(Object location annotation data)
┌──

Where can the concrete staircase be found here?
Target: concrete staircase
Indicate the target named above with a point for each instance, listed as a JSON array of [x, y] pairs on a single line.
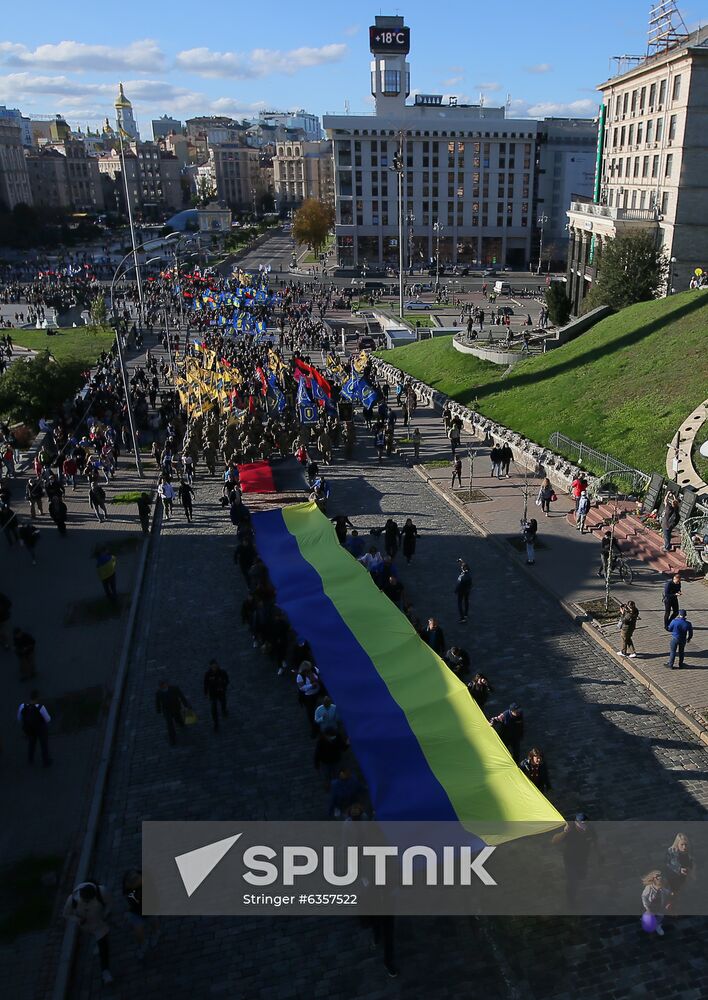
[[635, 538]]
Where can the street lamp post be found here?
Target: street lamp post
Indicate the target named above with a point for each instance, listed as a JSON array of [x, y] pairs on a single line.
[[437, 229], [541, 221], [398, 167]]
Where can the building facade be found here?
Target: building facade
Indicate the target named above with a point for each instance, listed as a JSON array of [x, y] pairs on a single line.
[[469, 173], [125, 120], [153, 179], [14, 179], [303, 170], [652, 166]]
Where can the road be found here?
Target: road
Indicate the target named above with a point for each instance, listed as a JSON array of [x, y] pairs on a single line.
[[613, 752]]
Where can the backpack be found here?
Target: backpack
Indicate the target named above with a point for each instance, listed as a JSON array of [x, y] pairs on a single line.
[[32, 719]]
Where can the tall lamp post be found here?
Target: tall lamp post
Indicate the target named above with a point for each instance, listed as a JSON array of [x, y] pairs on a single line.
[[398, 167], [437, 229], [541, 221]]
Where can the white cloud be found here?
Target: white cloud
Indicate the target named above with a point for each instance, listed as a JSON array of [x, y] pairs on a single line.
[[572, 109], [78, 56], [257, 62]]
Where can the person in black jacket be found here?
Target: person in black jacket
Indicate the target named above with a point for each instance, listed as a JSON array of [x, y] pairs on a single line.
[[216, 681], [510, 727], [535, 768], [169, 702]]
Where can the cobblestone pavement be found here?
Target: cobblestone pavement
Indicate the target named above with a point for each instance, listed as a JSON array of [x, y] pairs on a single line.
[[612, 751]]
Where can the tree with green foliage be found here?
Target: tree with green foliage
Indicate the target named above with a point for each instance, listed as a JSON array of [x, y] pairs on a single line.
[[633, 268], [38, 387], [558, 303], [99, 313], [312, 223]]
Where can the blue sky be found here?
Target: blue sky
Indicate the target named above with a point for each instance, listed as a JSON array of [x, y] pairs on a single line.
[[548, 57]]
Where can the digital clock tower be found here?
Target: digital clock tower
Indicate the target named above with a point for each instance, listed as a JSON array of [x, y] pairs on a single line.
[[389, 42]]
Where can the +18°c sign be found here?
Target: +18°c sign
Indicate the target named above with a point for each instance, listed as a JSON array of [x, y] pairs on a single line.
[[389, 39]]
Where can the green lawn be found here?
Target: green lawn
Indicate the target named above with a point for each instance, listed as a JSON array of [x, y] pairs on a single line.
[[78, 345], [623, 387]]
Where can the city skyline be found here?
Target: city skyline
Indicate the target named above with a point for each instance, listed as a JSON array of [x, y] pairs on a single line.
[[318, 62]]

└──
┌──

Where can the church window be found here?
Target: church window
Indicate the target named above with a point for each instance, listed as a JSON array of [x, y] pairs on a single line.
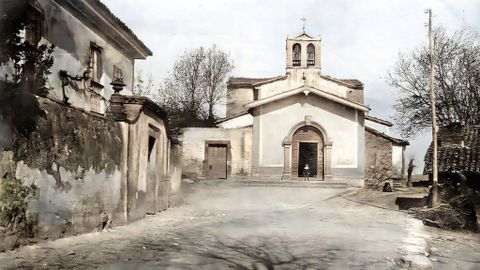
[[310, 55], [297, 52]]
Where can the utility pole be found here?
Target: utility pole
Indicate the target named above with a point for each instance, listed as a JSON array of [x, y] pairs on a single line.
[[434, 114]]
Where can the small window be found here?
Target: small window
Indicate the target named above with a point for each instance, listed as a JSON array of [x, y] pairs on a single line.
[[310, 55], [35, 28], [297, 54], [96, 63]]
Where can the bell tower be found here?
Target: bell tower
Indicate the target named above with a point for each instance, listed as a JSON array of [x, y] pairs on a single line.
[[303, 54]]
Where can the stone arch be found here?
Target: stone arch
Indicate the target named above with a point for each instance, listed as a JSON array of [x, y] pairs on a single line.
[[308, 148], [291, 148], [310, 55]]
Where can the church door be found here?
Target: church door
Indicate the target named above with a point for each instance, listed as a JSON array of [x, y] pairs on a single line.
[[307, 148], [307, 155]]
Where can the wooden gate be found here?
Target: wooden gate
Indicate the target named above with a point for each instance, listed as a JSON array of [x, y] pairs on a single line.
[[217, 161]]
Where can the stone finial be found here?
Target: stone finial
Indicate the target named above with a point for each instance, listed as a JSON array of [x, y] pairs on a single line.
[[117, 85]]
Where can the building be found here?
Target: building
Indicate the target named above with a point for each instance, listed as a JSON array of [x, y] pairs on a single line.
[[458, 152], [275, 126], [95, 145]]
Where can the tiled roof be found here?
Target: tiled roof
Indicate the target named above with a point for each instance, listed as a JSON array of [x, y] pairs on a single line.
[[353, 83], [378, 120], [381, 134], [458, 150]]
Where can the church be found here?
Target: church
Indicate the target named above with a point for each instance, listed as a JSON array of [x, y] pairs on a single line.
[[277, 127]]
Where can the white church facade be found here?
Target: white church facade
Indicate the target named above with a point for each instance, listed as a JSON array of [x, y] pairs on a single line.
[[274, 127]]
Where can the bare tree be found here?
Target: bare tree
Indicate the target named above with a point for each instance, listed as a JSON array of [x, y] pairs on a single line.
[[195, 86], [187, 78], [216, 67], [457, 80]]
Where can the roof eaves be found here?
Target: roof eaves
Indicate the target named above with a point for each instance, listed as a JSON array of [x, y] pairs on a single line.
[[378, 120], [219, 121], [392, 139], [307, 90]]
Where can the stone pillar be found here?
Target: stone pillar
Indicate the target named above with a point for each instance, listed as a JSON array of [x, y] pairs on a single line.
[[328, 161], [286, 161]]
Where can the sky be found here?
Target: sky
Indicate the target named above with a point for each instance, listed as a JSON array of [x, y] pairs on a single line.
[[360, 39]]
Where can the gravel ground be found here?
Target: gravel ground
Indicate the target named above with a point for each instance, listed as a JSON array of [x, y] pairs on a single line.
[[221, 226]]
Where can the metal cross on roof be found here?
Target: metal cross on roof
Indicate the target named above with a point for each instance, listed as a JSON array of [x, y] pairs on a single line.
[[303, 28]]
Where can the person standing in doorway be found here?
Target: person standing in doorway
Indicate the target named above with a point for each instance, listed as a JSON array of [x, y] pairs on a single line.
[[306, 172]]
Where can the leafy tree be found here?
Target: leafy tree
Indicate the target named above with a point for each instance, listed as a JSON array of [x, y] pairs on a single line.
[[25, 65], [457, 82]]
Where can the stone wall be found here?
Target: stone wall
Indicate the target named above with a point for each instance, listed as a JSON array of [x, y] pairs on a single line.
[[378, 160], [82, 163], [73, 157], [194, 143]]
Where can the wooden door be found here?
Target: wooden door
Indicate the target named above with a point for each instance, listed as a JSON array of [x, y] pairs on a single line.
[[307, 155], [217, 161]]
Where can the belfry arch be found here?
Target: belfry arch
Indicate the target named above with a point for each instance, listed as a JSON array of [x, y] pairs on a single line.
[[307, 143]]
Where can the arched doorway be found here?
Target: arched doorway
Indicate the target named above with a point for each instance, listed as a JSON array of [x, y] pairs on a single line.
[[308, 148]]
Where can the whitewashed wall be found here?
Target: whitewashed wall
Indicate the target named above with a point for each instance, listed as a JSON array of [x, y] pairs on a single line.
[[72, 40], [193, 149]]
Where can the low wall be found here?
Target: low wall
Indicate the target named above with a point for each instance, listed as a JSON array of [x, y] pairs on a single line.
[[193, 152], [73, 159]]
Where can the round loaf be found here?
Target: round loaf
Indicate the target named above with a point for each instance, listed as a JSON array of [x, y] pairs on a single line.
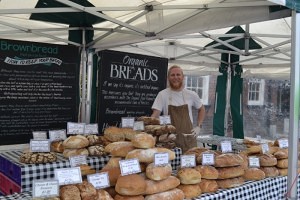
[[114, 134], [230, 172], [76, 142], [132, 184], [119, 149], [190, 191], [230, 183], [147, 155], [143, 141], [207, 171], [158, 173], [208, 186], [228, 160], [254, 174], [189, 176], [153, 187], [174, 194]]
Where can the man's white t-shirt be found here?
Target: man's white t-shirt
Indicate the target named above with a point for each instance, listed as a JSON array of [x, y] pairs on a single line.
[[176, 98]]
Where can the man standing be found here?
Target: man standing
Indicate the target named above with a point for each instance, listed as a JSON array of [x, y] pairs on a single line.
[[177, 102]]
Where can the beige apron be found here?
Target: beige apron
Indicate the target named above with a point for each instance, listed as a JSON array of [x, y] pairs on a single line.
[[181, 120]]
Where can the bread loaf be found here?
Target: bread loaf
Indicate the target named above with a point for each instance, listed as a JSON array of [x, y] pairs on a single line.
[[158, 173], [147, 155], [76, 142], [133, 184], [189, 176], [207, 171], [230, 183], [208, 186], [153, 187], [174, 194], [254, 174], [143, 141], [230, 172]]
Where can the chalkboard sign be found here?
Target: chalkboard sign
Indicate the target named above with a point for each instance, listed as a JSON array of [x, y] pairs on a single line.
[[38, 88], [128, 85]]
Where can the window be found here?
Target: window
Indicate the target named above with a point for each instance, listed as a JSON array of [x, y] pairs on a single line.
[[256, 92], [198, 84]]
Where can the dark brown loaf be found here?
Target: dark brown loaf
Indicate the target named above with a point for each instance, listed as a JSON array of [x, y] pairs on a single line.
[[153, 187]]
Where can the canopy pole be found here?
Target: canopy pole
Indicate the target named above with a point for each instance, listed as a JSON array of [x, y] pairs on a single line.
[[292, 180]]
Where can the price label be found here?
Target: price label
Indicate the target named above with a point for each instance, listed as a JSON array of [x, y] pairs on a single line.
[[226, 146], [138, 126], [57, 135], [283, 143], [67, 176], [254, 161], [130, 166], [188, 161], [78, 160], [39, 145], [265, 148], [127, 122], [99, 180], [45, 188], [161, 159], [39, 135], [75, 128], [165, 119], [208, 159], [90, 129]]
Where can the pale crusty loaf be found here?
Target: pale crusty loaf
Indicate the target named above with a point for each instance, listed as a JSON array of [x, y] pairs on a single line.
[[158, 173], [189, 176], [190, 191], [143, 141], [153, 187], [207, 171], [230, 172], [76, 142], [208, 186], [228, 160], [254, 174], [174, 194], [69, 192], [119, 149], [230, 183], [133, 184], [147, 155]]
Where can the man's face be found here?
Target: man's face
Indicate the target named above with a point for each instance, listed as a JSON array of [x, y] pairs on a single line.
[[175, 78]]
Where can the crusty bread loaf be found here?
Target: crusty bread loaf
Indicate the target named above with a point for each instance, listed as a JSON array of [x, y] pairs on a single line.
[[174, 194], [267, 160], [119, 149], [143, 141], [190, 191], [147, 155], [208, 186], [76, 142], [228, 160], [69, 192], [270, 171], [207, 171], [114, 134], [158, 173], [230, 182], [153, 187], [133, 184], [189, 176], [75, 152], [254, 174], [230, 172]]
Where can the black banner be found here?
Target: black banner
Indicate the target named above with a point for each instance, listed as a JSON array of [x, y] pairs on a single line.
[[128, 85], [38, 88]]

└──

- REQUIREMENT
Write out word for word the part of the material that opens with the line containing "Where can the cobblestone" and closes with the line containing "[[78, 345], [623, 387]]", including both of those lines.

- SOLUTION TO THIS PROBLEM
Where can the cobblestone pavement be found here?
Target: cobblestone pavement
Indicate the target named above with a point for each instance, listed as a JSON array of [x, y] pairs on a single line.
[[612, 751]]
Where can the tree with green foliage be found here?
Target: tree with green foliage
Indicate the target named above with a point for each instance, listed as a JSON array of [x, y] pairs on a single line.
[[633, 268], [38, 387], [558, 303], [99, 313], [312, 223]]
Where can the blue sky be found here?
Target: blue sky
Indicate the target named above with a point for each instance, listed as a JSON array of [x, y] pairs on a single line.
[[548, 57]]
Where can the digital clock tower be found here?
Target: digital clock tower
Indicate the target named above with a point for each instance, listed as a JSON array of [x, y] pairs on a single line.
[[389, 42]]
Where can the +18°c sign be found here?
Target: +18°c sign
Indicate the target named above with a point for each instance, listed as a JSON array of [x, y] pairs on a single line.
[[389, 39]]
Where can the green lawn be found here?
Target: green lawn
Indicate the target named above with a point for each instance, listed as a JSON array of [x, y] pairs on a single line.
[[78, 345], [623, 387]]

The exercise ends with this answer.